#### REQUIREMENT
Identify the line with "Every instance of the blurred bush"; copy word for word that line and every one after it, to the end of the listing. Exclude pictures.

#### THE DATA
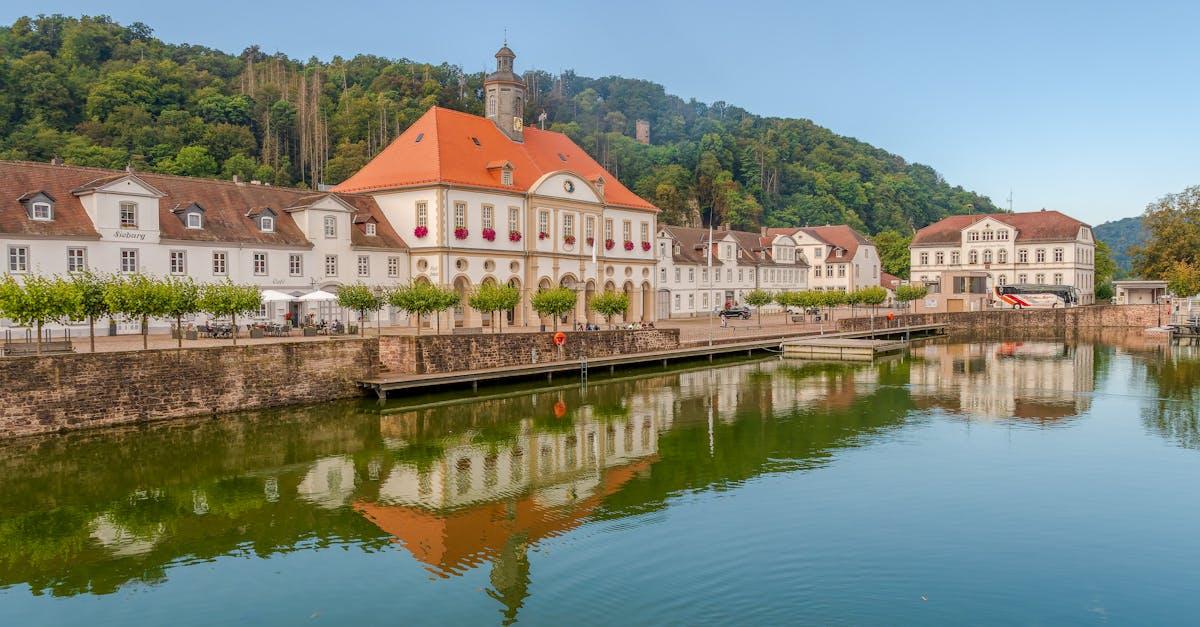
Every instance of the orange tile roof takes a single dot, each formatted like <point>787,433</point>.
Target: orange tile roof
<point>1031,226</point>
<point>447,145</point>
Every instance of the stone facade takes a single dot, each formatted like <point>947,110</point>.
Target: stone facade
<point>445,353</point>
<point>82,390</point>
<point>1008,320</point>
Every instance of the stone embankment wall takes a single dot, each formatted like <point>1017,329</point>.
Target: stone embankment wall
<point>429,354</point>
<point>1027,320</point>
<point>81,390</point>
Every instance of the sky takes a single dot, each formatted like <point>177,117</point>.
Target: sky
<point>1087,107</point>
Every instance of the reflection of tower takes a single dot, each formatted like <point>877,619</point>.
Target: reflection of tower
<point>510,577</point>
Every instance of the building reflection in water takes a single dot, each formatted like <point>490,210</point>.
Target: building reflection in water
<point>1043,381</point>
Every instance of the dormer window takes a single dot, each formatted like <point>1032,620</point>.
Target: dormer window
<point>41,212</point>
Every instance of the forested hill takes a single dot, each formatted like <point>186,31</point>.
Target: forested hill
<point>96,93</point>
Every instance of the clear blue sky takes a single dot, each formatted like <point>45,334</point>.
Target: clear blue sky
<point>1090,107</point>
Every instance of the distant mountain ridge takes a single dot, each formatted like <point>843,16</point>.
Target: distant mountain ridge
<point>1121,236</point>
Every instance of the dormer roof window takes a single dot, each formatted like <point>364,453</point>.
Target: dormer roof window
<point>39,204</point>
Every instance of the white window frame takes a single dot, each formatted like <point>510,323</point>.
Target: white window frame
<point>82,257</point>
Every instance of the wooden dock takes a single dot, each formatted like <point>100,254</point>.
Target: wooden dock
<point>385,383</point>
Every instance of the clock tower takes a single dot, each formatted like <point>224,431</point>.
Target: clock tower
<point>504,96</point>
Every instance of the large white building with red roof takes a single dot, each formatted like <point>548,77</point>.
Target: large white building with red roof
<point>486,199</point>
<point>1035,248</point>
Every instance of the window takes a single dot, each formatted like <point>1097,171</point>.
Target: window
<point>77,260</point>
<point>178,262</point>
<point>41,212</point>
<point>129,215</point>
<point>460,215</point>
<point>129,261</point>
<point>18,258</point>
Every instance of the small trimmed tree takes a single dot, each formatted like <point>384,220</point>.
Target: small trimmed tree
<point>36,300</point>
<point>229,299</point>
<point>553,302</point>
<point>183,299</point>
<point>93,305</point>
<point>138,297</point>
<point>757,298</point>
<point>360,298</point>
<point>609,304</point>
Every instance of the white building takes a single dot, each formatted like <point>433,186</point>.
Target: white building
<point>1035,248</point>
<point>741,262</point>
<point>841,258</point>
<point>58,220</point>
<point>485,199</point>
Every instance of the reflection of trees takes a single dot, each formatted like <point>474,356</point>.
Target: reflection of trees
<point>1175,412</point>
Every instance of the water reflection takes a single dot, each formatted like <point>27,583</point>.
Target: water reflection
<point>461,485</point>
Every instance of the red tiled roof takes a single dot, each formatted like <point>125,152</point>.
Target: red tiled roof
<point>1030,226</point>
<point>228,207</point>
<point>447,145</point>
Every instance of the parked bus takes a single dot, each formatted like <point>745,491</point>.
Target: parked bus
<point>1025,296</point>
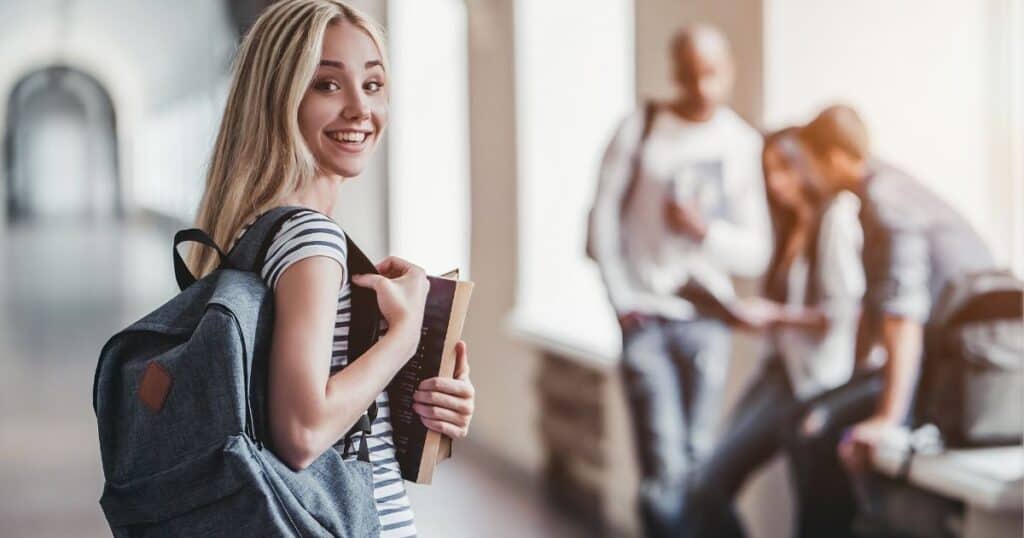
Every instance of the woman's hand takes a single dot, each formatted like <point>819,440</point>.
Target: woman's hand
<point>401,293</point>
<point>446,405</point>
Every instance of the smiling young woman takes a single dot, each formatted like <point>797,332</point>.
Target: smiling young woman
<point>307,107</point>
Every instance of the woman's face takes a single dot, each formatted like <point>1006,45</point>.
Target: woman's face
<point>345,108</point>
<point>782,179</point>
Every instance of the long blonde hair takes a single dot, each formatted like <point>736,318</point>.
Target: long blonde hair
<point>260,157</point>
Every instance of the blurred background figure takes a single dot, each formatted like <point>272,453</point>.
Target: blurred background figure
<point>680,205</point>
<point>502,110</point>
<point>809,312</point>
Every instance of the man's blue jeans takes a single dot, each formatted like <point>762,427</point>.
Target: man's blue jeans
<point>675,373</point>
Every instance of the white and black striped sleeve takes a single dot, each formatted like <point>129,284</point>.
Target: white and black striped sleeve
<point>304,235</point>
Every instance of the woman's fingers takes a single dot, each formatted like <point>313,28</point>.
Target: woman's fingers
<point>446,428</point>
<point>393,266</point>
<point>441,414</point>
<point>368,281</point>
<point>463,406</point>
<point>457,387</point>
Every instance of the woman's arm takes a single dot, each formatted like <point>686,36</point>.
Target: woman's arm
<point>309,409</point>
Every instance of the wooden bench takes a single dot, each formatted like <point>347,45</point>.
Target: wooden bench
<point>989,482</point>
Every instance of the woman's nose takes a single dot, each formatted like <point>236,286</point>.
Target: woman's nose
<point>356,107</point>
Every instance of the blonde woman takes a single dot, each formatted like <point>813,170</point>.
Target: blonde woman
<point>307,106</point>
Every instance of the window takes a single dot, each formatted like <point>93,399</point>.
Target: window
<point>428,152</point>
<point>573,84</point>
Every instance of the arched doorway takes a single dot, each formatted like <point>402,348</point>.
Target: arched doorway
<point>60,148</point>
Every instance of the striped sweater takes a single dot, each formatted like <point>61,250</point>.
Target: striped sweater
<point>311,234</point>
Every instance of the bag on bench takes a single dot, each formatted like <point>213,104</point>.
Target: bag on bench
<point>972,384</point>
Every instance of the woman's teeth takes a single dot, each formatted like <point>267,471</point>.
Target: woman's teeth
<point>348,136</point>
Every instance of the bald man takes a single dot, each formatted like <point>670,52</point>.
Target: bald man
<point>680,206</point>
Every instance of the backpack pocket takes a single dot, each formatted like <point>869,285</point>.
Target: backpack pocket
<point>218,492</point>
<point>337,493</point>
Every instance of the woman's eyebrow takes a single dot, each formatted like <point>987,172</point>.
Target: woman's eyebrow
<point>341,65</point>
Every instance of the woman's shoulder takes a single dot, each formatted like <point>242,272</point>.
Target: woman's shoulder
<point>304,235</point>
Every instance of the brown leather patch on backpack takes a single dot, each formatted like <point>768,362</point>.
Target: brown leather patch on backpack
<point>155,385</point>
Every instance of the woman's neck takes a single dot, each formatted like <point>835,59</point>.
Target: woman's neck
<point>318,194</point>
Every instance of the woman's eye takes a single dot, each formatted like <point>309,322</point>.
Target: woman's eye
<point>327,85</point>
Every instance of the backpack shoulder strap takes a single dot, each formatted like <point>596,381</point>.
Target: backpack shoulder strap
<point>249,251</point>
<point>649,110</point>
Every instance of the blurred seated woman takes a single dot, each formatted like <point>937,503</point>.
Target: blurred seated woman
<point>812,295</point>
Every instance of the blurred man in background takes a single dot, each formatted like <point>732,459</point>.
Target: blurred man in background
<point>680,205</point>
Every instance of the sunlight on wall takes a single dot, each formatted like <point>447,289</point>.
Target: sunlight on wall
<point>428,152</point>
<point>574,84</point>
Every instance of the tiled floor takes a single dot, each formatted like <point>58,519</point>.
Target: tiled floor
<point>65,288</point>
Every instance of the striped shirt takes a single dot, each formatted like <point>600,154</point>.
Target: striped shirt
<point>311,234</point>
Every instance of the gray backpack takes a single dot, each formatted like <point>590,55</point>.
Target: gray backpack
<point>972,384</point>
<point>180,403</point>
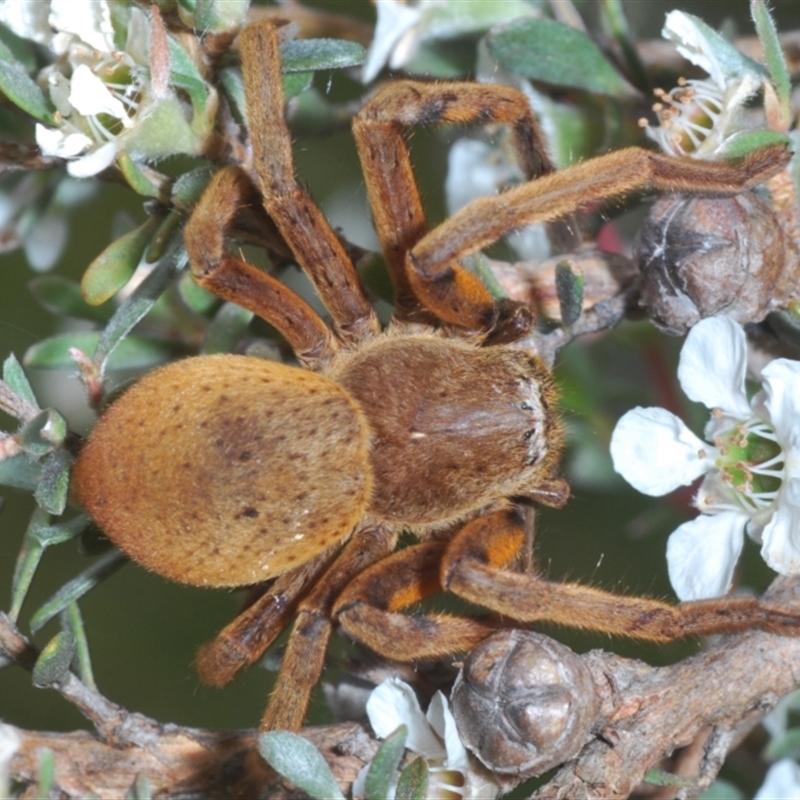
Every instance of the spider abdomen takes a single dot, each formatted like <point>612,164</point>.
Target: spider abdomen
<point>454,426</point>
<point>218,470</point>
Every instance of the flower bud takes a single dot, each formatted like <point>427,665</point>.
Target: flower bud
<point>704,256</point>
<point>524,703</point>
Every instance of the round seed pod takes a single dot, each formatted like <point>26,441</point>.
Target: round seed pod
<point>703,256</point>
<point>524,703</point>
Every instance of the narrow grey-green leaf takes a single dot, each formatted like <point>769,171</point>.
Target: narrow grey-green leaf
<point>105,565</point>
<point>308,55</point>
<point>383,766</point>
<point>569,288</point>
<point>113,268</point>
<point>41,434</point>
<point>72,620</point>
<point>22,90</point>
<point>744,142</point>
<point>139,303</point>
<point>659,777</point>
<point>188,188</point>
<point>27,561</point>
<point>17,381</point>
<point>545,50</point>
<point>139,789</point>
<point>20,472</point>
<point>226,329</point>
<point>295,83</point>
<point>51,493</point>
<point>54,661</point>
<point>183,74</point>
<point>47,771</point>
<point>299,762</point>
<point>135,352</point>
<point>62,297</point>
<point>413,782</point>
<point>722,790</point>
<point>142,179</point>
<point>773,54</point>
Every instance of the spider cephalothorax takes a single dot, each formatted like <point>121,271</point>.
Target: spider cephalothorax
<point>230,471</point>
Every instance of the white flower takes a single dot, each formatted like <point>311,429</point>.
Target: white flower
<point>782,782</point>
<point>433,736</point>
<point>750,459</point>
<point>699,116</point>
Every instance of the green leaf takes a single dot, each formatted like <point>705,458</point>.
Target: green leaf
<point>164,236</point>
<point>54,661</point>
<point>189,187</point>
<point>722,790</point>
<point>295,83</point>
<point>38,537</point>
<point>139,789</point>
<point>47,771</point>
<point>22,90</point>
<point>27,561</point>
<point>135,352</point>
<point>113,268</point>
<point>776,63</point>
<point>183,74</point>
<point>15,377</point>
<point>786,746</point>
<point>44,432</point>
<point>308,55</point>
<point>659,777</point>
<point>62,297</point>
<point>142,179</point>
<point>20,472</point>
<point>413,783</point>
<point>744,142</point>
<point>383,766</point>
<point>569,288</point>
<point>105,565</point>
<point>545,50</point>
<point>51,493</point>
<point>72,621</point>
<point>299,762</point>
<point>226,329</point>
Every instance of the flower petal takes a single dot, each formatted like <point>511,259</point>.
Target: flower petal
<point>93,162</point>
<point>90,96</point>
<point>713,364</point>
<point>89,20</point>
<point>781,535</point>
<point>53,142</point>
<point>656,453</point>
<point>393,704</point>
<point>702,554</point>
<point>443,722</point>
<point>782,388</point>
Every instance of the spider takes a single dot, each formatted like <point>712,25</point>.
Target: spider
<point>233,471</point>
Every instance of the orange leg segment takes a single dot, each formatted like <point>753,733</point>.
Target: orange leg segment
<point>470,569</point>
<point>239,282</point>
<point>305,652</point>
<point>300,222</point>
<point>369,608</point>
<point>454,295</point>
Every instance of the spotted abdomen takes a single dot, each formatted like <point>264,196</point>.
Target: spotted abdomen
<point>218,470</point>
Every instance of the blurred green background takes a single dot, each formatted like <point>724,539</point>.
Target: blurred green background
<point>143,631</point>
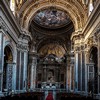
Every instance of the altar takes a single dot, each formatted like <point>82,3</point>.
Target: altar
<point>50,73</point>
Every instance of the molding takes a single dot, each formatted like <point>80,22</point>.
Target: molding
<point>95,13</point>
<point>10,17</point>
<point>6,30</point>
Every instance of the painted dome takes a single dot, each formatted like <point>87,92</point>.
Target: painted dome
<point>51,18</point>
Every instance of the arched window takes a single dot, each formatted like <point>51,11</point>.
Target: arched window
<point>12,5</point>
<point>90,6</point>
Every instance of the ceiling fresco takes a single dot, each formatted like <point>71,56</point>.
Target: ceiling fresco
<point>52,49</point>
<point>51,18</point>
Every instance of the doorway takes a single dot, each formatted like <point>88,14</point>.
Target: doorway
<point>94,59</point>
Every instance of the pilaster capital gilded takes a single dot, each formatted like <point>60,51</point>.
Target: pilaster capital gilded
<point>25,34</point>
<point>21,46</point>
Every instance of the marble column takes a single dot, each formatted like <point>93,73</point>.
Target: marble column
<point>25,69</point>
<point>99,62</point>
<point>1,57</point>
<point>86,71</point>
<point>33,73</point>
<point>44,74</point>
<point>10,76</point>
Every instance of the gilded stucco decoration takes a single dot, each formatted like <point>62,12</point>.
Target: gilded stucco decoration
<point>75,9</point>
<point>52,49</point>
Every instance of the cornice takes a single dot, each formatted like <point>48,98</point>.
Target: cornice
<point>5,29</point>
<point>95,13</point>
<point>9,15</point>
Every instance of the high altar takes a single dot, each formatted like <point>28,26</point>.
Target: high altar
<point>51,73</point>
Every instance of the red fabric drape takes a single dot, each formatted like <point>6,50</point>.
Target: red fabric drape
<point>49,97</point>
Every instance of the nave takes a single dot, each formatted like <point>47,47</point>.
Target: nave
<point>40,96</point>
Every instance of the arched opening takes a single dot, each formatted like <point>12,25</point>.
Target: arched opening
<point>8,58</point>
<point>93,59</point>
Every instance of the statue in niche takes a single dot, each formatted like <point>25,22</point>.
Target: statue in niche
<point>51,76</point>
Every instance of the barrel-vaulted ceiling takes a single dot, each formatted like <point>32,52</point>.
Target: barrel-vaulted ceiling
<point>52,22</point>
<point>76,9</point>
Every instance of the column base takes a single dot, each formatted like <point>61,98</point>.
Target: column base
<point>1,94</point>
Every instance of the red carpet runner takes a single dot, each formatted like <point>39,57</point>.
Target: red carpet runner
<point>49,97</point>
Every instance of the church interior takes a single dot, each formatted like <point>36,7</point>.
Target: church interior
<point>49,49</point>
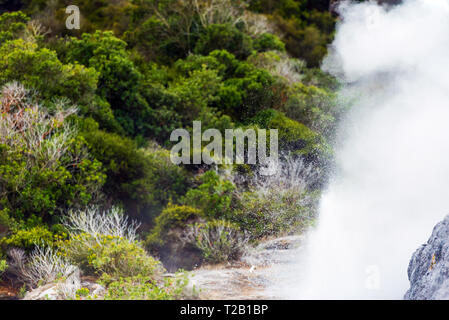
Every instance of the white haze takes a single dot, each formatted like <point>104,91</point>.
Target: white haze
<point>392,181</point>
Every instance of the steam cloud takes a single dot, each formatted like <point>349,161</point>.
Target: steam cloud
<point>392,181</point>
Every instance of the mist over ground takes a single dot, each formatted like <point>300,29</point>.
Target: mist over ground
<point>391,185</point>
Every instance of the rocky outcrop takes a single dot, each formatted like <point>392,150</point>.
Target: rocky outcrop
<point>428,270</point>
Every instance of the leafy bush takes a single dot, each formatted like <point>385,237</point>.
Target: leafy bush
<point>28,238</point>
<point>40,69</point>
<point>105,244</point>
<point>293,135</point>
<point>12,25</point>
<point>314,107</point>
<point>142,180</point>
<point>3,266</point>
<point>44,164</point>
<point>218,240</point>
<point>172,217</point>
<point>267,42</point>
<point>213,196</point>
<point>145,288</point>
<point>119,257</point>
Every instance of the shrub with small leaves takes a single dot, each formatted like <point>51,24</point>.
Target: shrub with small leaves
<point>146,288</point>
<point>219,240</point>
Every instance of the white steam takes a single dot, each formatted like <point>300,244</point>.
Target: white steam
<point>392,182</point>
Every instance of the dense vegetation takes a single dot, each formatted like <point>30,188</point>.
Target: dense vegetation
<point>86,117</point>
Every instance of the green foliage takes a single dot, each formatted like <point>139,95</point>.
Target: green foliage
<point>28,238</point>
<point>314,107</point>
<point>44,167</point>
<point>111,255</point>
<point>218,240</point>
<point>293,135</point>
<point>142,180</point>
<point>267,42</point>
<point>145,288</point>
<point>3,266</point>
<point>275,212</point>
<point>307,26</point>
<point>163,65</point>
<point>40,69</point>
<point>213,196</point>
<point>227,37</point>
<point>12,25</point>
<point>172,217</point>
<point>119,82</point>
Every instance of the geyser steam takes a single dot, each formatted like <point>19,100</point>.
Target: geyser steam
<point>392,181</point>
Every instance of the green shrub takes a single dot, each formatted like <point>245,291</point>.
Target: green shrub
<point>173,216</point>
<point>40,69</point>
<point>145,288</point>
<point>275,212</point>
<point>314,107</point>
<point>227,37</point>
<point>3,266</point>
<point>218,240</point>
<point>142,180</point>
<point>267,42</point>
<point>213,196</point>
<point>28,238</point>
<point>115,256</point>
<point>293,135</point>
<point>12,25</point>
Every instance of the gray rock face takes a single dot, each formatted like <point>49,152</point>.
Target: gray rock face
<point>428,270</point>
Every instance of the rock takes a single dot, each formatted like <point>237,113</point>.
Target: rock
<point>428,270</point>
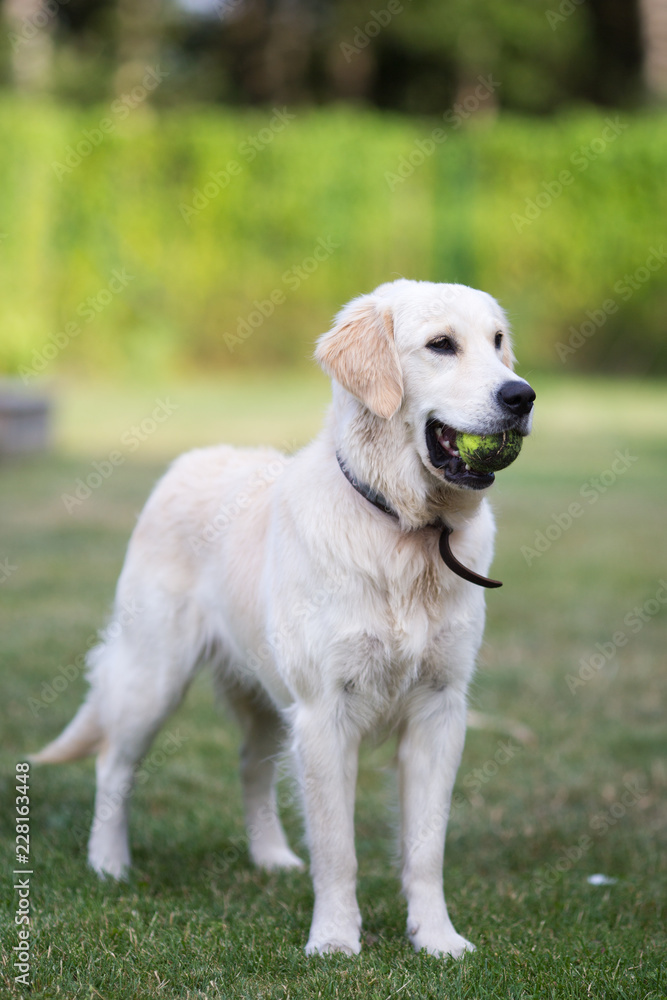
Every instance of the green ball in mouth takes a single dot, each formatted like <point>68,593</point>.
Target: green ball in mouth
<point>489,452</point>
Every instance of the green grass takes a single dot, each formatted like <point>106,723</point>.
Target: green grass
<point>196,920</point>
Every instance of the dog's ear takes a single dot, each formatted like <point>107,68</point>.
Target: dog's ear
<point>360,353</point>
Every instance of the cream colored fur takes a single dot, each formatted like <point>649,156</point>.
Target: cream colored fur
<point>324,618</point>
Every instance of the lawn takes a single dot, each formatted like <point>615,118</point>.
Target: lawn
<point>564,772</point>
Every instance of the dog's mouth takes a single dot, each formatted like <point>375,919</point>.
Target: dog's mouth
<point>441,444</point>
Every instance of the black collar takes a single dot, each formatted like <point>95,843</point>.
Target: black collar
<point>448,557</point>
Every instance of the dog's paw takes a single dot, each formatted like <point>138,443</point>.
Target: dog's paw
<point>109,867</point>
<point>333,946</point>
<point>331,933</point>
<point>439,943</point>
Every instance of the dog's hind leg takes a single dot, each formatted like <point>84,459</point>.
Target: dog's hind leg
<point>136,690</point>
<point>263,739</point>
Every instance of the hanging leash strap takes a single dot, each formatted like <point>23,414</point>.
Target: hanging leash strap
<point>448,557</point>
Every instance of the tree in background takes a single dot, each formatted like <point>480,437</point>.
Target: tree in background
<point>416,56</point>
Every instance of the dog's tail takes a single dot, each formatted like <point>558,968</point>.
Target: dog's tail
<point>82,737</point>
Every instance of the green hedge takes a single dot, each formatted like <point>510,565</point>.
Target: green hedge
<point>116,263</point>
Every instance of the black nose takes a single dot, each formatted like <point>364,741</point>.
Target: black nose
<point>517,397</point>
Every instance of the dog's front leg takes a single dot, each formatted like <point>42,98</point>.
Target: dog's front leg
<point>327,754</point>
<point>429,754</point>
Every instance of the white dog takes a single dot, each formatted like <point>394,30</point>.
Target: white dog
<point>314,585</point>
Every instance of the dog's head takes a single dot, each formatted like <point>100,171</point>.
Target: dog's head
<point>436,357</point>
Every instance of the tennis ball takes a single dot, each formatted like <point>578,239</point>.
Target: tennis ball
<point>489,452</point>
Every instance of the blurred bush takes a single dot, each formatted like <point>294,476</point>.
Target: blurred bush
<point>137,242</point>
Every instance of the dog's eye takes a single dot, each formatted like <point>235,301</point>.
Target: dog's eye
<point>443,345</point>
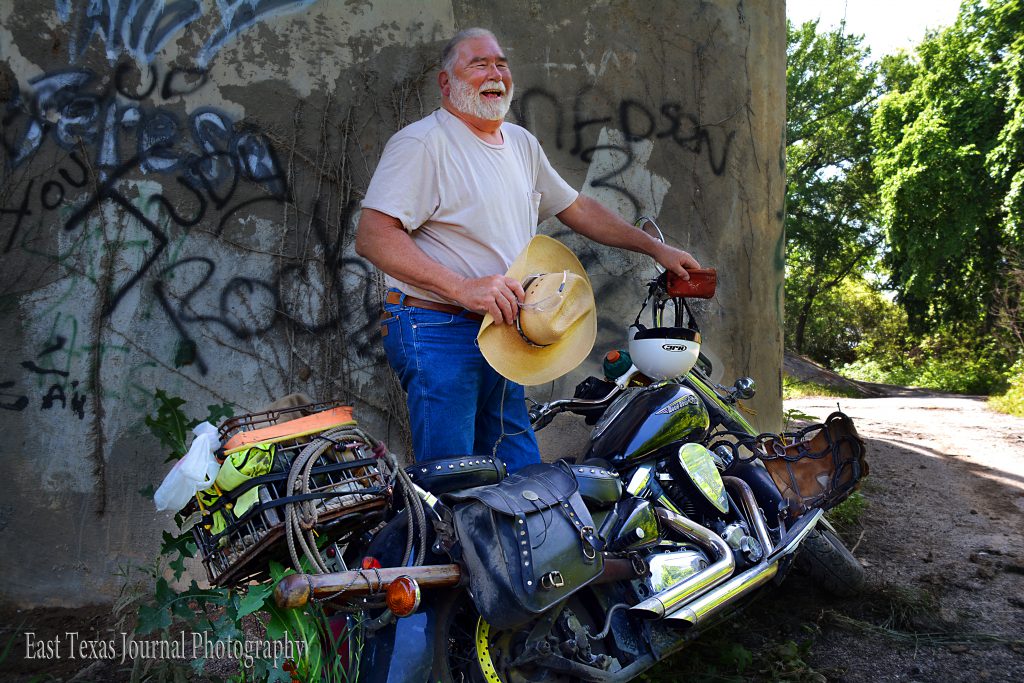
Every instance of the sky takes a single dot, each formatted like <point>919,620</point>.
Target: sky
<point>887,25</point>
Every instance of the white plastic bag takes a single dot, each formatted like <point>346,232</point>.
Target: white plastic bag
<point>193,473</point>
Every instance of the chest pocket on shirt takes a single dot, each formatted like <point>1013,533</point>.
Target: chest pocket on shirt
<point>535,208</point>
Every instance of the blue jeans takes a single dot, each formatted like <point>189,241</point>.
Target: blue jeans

#### EXERCISE SOLUTION
Every instance of the blurred bush takes a single dot, each formatted like <point>294,476</point>.
Target: blurred bush
<point>137,242</point>
Every instance of the dog's eye takes a single dot, each formatted like <point>235,301</point>.
Target: dog's eye
<point>443,345</point>
Every instance of the sky takes a single dot, each formatted like <point>919,620</point>.
Target: sky
<point>887,25</point>
Every instance of the white plastic bag takes a single dot, each formatted like <point>346,232</point>.
Target: white plastic bag
<point>193,473</point>
Every instance of the chest pocket on shirt takes a single dot, each formatted like <point>1013,533</point>.
Target: chest pocket on shirt
<point>535,208</point>
Every instance of the blue jeans takes a single dot, each formatted like <point>189,241</point>.
Target: blue jeans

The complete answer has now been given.